Passage provided —
Flooding off Newport Road, Hemsby, in March 2013.
Sam Russell
Friday, March 15, 2013
3:52 PM
This is the site where planning councillors ruled nine affordable homes can be built.
Flooding in Newport Road, Hemsby, in September 2006.Permission for the homes at Newport Road, Hemsby was granted on February 19, and less than a month later the site was under water.
Residents say the street was previously flooded in 2006, with thousands of pounds of damage caused and months of disruption.
But despite warnings, a majority of councillors on Great Yarmouth Borough Council’s development control committee ignored these fears.
Rural Tory councillors who objected said Labour councillors voted along party lines to pass the plans - though there is no party whip for planning.
And residents are mourning the fact that the application was approved.
Peggy Sutton, 67, lives a stone’s throw from where the affordable homes will be built, and remembers flooding in September 2006.
“My husband said I was like Canute, trying to hold the water back,” she said. “It was horrid, when it invades your home.
“The whole bottom floor had to be replaced, all the skirting boards and carpets and furniture that was damaged.”
She added the ground floor was uninhabitable for five months, and that the proposed development site is even lower down than her home.

Tasks for this exercise —
A - Reproduce the part of the Hemsby flooding article that opens with the words "Rural Tory councillors" and closes with "flooding in September 2006.", substituting "scheme" for "application".
B - Pick up the Hemsby flooding article after its last sentence and write what comes next.

Records shown —
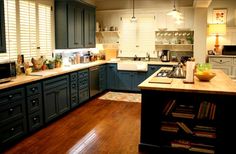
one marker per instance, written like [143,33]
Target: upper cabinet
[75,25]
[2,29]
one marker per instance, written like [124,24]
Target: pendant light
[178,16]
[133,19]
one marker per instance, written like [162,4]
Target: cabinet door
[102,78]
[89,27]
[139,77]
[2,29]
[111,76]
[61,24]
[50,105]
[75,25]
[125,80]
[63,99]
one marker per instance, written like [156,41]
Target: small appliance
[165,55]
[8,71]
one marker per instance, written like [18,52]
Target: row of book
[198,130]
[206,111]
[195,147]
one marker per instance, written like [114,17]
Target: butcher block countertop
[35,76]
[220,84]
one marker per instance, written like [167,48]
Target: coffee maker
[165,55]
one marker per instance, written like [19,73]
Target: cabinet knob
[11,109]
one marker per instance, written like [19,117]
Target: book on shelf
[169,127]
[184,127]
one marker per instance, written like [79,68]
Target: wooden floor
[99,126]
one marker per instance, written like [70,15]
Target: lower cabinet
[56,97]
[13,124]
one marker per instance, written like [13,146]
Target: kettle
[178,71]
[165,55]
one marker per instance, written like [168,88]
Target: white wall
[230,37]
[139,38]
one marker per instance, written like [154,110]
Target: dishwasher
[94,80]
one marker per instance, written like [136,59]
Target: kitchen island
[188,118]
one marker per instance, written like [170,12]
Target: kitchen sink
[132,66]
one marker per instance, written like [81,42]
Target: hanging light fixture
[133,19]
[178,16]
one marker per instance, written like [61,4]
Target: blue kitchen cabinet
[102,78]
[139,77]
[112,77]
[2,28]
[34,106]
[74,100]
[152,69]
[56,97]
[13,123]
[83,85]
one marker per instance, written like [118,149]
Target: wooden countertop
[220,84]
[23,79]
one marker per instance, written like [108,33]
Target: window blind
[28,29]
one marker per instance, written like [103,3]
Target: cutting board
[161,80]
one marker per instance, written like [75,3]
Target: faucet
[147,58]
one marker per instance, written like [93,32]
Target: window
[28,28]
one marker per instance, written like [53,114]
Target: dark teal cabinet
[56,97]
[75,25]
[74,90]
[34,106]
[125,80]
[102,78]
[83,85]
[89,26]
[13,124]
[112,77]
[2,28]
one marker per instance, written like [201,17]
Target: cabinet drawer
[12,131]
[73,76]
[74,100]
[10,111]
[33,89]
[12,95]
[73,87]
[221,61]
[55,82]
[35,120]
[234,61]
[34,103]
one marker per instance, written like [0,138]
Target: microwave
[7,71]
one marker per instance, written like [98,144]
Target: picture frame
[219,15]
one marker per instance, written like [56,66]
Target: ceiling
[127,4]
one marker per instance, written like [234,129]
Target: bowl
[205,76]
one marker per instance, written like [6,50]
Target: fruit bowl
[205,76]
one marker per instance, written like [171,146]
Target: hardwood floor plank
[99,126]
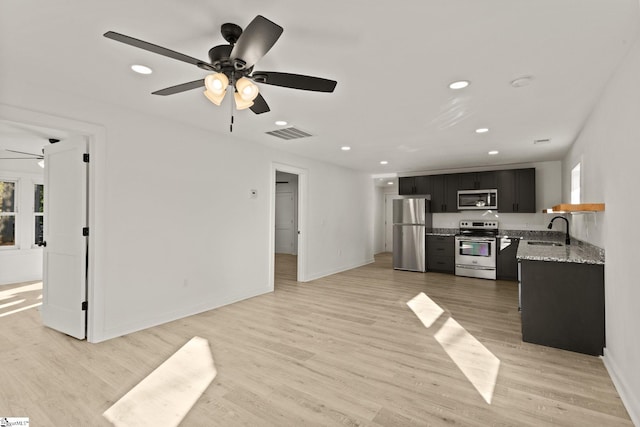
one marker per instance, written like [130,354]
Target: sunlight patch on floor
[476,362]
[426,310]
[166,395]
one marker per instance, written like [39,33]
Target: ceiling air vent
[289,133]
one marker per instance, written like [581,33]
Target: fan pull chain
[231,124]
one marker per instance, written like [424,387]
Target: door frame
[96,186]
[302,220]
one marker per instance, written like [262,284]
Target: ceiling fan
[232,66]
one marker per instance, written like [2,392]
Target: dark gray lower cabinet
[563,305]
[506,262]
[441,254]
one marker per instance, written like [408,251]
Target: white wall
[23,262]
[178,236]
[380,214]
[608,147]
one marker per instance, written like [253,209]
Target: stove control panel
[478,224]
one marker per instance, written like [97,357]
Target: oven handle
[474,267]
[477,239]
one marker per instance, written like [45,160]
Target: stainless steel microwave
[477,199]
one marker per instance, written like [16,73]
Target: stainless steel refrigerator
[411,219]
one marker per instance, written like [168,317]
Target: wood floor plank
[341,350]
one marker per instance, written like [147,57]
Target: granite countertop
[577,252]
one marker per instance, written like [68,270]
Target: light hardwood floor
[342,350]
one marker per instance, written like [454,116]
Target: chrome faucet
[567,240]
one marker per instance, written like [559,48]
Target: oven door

Answers to the exercises —
A -
Rural Tory councillors who objected said Labour councillors voted along party lines to pass the plans - though there is no party whip for planning.
And residents are mourning the fact that the scheme was approved.
Peggy Sutton, 67, lives a stone’s throw from where the affordable homes will be built, and remembers flooding in September 2006.

B -
And she sighed: “They won’t listen.”
George Jermany, Conservative councillor for East Flegg ward, voted against the application and warned councillors of flood risk.
“It’s in the wrong place,” he said. “The exact spot where this development is going to be is in the point where all the fields meet together at the bottom of a slight incline, and oh boy do it flood.
“I use that road so regular it’s unbelievable and we know it exactly, but when it was put through it wasn’t taken into account.”
He added two other sites were available but passed over and the situation is regrettable, but said “the bottom line is it’s passed and it’s going to happen”.
Shirley Weymouth, Tory councillor for East Flegg, was the only Tory councillor to vote for building the homes on the land that is now under water.
She said: “I’ve got no regrets and I’m pleased that the scheme is going ahead.
“It will resolve any water issues in the area as they will be doing a drainage scheme.”
She added the social housing is much needed.
Labour planning chairman Mick Castle said last weekend’s flooding at the site is “not particularly relevant” as other places were hit too.
He said: “When the planning application was dealt with it certainly wasn’t felt there was a major problem, otherwise we would have included that with our response.”
The applicant behind the nine home affordable housing development is Orwell Housing Association, which has its headquarters in Ipswich.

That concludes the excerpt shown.